# Kutipan untuk Dibaca

Thursday 20 October 2011

Contoh Book Review


BOOK REVIEW
TINJAUAN TENTANG SOSIOLOGI PEDESAAN[1]
Studi Perubahan Sosial
Prof. Dr. H. Mudjia Rahardjo, M.Si, Sosiologi Pedesaan, UIN Malang Press Januari 2007, Malang. ISBN: 979-24-2930-1.
Oleh: Arina Hidayati[2]
Kehidupan social bukan merupakan barang cetakan, melainkan suatu proses berkesinambungan yang selalu membaharu, berubah, dan bertumbuh kembang. Sedangkan perubahan social merupakan dinamika social yang mengakibatkan perbedaan-perbedaan dalam system kepercayaan dan sikap-sikap, pranata ekonomi dan social, serta pola pelapisan social suatu masyarakat dari satu waktu ke waktu lain. Penanda kritis dari perubahan social adalah adanya perbedaan pola budaya, struktur, dan perilaku social
antara satu waktu dengan waktu lain. Oleh karena itu, perubahan social hanya dapat kita kenali setelah membandingkan antara pola budaya, struktur, dan perilaku social yang ada pada waktu sebelumnya dengan waktu sekarang. Semakin besar perbedaan akan mencerminkan semakin luas dan mendalamnya suatu perubahan social.
Beberapa factor luar yang merupakan sumber perubahan social adalah factor alam, factor peperangan, dan faktor kebudayaan masyarakat lain. Bencana alam yang menimpa suatu masyarakat misalnya, akan memaksa masyarakat tersebut untuk pindah ke tempat lain. Di tempat tinggal yang baru, mereka harus menyesuaikan diri dengan keadaan lingkungan alam yang baru pula. Salah satu bentuk penyesuaian yang harus dilakukan adalah berkenaan dengan mata pencaharian masyarakat. Dan perubahan mata pencaharian masyarakat akan mempengaruhi pranata ekonomi dan social mereka. Beberapa kebiasaan dan adat istiadat mungkin saja hilang dan digantikan dengan yang baru. Hal tersebut juga merupakan salah satu dari perubahan social.

# Daftar Data

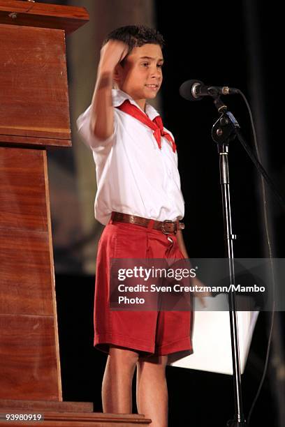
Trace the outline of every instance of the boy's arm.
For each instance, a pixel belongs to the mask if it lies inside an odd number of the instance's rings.
[[[125,43],[110,40],[101,49],[97,80],[91,105],[90,128],[92,135],[107,140],[114,132],[112,87],[115,66],[128,54]]]

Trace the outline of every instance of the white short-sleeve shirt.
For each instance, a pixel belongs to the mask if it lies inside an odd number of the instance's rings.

# Soal Latihan
**a.** Tuliskan kembali bagian ulasan buku mulai dari "Thursday 20 October" hingga "Malang. ISBN: 979-24-2930-1." tanpa mengubah satu huruf pun.
**b.** Hitung jumlah baris dalam daftar di atas yang memuat kata "Trace". Tolong jawab dengan angkanya saja.

# Jawaban Berurutan
**a.**
Thursday 20 October 2011

Contoh Book Review


BOOK REVIEW
TINJAUAN TENTANG SOSIOLOGI PEDESAAN[1]
Studi Perubahan Sosial
Prof. Dr. H. Mudjia Rahardjo, M.Si, Sosiologi Pedesaan, UIN Malang Press Januari 2007, Malang. ISBN: 979-24-2930-1.

**b.** 2